• Exercise passage:

────────

Ryan Gabbart is a freelance trombonist and educator located in Houston, TX. Since he was in high school, Ryan has consistently worked as a professional musician, playing everything from jazz music in big bands and combos to the classical repertoire, as well as working in a variety of rock, pop, funk and ska bands.

Ryan is the former Assistant Director of Jazz Studies at the University of Houston's Moores School of Music (2008-13). He received his bachelor's degree in trombone performance (2006) and master's degree in music theory (2008) at the Moores School.

Ryan has been a member of Boomtown Brass Band, the Suspects, Clouseaux, The Texas Music Festival Jazz Project, Idol Gossip, Fried Ice Cream, and Thomas Helton's Tribute & Birth of the Cool projects; he has also performed with Michael Brecker, Wayne Bergeron, Diane Schuur, Jon Faddis, Conrad Herwig, and several other notable jazz figures.

In addition to performing, Ryan's background in music education includes instruction in music theory, performance practice, ensemble direction, jazz history, arranging techniques and private instruction. He has performed numerous clinics and masterclasses throughout the greater Houston area.

────────

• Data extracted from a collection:
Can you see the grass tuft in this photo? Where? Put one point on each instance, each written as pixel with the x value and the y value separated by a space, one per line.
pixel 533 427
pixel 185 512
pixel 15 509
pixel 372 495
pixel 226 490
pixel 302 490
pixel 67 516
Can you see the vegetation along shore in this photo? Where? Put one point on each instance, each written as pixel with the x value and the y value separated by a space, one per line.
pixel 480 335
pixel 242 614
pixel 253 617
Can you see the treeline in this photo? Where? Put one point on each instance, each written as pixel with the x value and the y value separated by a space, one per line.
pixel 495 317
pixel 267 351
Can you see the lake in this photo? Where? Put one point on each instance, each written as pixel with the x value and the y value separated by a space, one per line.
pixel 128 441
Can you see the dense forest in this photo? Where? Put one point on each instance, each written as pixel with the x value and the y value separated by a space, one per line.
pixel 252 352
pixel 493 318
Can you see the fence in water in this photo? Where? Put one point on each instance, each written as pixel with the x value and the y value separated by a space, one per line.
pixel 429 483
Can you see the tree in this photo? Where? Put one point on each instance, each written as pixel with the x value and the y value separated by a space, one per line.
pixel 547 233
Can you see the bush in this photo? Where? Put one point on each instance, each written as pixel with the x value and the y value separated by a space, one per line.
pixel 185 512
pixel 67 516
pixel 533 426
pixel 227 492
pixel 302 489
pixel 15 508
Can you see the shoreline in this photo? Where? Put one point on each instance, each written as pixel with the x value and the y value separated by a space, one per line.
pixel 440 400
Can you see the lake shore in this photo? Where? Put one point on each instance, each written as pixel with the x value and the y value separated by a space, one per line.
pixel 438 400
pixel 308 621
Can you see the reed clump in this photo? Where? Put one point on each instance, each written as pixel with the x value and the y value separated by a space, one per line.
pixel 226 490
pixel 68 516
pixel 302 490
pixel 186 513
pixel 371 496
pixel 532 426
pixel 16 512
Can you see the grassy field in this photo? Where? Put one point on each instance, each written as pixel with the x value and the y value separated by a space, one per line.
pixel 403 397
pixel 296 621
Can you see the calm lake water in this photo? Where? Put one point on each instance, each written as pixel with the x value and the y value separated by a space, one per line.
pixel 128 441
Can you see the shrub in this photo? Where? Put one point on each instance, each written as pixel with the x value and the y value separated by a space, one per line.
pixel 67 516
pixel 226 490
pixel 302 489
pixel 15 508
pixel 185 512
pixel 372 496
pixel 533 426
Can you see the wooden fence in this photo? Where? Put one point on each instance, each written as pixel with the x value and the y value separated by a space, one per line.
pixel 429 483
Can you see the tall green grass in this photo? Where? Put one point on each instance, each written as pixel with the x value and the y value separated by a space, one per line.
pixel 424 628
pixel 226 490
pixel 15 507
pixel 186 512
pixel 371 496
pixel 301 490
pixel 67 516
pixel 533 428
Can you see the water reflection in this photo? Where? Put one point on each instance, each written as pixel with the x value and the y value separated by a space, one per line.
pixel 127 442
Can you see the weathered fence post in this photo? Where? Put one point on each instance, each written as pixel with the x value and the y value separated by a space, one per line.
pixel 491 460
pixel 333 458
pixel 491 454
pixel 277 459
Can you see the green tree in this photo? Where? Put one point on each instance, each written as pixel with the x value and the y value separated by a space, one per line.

────────

• Exercise aim: According to the biography of Ryan Gabbart, what degree did he earn at the Moores School in 2008?

• Task solution: A master's degree in music theory.